- Fragmento del documento -

───

Aparece reflejado el sueldo que recibirán: uno de los más altos que el estado
ofrece en el país para ese tipo de trabajo (unos diecisiete dólares
americanos). Vale la pena reseñar esto porque no es precisamente Cuba el sitio
en que más escaseen los empleos; el alto sueldo y el anuncio son reclamos para
un trabajo que muy pocos están llevando a cabo por propia voluntad, su crudeza
y precariedad son inaguantables para la mayoría. La presencia de las Hijas de
la Caridad allí marca la diferencia. El edificio de la comunidad se encuentra
anexado a las diferentes salas que constituyen el edificio; actualmente es el
resquicio que les queda de una construcción de cuya propiedad eran titulares.
Como toda posesión de la Iglesia, fue expropiada tras la revolución y su
regencia pasó directamente al estado. Después de las “mejoras” en las relaciones Iglesia-estado de los últimos
veinte (incluso treinta) años, fue devuelto un hueco a las hermanas en el
centro y es hoy que su autoridad no es legal –correspondiente estrictamente a
los representantes que el estado dictamina-, pero sí moral; su plena
dedicación, alta formación y personificar una ternura, allí necesaria, han
provocado que se abra una pequeña brecha de libertad.
La presencia
de las hermanas es decisiva y suponen el freno al caos imperante. Sin embargo,
no parece suficiente. La atención de los “niños” –como allá se les dice-,
debido a su dependencia, exige una mayor personalización en el trato. Hemos de
obviar las necesidades materiales, pues es terreno en que no se puede hacer
demasiado. Los medios utilizados para su cuidado y con que cuentan las
instalaciones son decididos por su director y el Minsa (Ministerio de Salud),
quienes han de aprobar cada cambio –lo cual no es siempre satisfactorio, ya que
entran en conflicto discusiones en las que ahora no nos podemos permitir
entrar-. Respecto a ello, las hermanas no cuentan con mucha mayor solvencia que
la pública y en relación a las donaciones extranjeras que llegan, no de todas
se puede hacer uso, ni un uso adecuado.
Realmente,
dos meses es muy poco tiempo para pretender hacer un juicio. Pero la intensidad
con que fueron vividos me permiten hoy decir que ha sido tiempo de dolor y aprendizaje,
tanto el durante como el después. La realidad muchas veces se impone a nuestros
propósitos y, a veces, es necesario chocarse con ella y dejar que nos hiera
para volver a ser conscientes de ello. Aceptar que, con frecuencia, en nuestras
manos no está más que el poder ofrecerlas, no es fácil. Sin embargo, la lección
es otra: la diferencia no es marcada por las grandes acciones, sino por el cómo
llevamos a cabo lo cotidiano, lo que nos aburre y que por repetido dejamos de
apreciar. No he visto evangelización de catequesis, pero he sentido el hacer de
Dios a través de personas que han compartido mi día a día.

───

- Datos proporcionados -

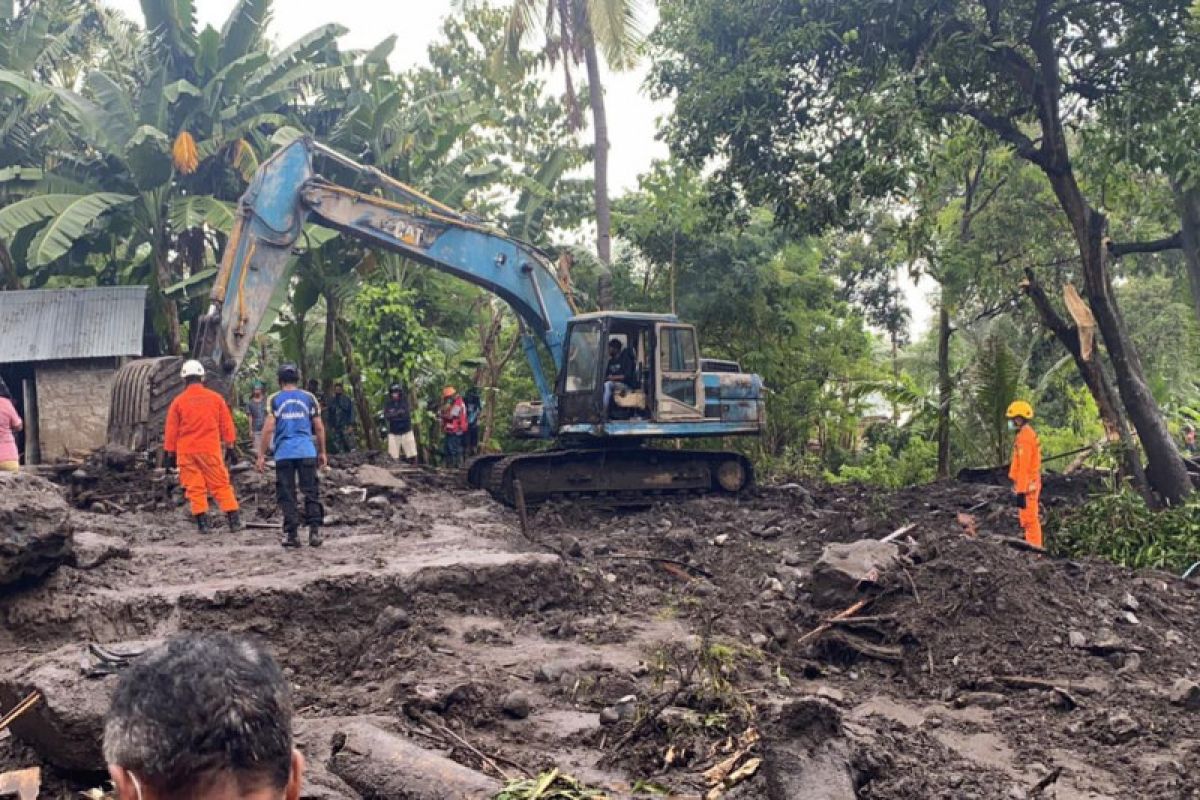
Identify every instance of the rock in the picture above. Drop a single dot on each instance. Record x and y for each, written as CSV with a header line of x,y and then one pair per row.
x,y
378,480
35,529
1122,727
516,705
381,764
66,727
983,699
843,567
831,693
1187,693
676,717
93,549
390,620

───

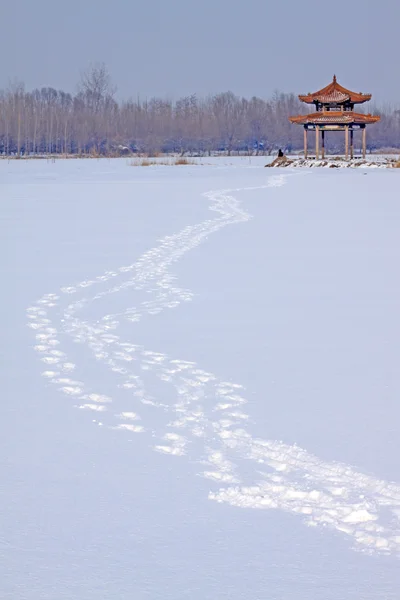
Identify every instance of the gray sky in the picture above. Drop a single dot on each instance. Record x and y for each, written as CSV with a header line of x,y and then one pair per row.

───

- Tu tarea -
Transcribe sin cambios el pasaje del texto sobre las Hijas de la Caridad en Cuba que va desde "Como toda posesión" hasta "brecha de libertad.", incluidas ambas partes.

- Solución del problema -
Como toda posesión de la Iglesia, fue expropiada tras la revolución y su
regencia pasó directamente al estado. Después de las “mejoras” en las relaciones Iglesia-estado de los últimos
veinte (incluso treinta) años, fue devuelto un hueco a las hermanas en el
centro y es hoy que su autoridad no es legal –correspondiente estrictamente a
los representantes que el estado dictamina-, pero sí moral; su plena
dedicación, alta formación y personificar una ternura, allí necesaria, han
provocado que se abra una pequeña brecha de libertad.